* Task: Using the data below, copy each line that includes the word "instance".

* Data to process:
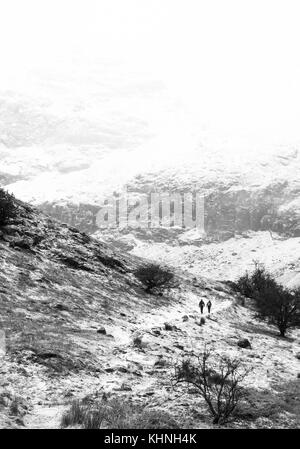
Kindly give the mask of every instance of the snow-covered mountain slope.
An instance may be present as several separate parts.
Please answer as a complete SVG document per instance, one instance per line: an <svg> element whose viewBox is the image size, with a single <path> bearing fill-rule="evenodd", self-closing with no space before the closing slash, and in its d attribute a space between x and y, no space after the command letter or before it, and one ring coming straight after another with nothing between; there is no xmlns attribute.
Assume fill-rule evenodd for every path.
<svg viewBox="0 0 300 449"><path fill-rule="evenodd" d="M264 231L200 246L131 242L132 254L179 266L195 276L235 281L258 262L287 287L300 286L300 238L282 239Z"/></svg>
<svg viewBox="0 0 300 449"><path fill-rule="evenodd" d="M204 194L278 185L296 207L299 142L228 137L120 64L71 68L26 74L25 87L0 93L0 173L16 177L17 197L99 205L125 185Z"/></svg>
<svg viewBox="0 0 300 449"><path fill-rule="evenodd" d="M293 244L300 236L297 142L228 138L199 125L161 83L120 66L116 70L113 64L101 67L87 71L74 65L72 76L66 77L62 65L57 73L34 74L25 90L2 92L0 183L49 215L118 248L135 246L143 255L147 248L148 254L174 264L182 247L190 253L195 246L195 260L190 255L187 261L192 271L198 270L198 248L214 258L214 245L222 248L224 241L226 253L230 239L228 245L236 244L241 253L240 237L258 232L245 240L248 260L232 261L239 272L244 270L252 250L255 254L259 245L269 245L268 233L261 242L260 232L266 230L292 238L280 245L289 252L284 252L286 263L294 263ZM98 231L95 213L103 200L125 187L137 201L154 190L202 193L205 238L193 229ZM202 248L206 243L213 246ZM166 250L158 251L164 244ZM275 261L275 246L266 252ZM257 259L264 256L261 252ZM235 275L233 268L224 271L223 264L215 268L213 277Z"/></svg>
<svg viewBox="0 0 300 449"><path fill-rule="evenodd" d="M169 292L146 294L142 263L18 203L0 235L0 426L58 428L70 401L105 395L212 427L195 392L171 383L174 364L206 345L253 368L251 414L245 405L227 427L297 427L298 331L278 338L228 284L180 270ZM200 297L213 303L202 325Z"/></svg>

* Expected answer:
Kindly give the mask of every instance of the snow-covered mountain slope.
An instance may be present as several separate parts.
Please answer as a complete SVG document per instance, one instance per line: an <svg> element whose viewBox is the image size, with a single <path> bearing fill-rule="evenodd", self-closing with no space before the closing slash, and in its d attribute a space between x and y, no space after the command letter or before it, and one ring coming straight after another with nothing between; there is no xmlns attribute.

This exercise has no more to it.